[Collection entries]
-*-
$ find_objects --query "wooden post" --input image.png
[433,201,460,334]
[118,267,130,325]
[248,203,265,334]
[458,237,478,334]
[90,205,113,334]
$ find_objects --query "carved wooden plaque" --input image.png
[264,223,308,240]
-*-
**Problem to work on**. Reproduce every one of the lines above without changing anything.

**The output**.
$ find_objects --query "wooden post" --input image.png
[433,201,460,334]
[118,267,130,325]
[248,203,265,334]
[458,237,478,334]
[90,205,113,334]
$ find_objects --query "carved wooden plaque" --input image.png
[264,223,308,240]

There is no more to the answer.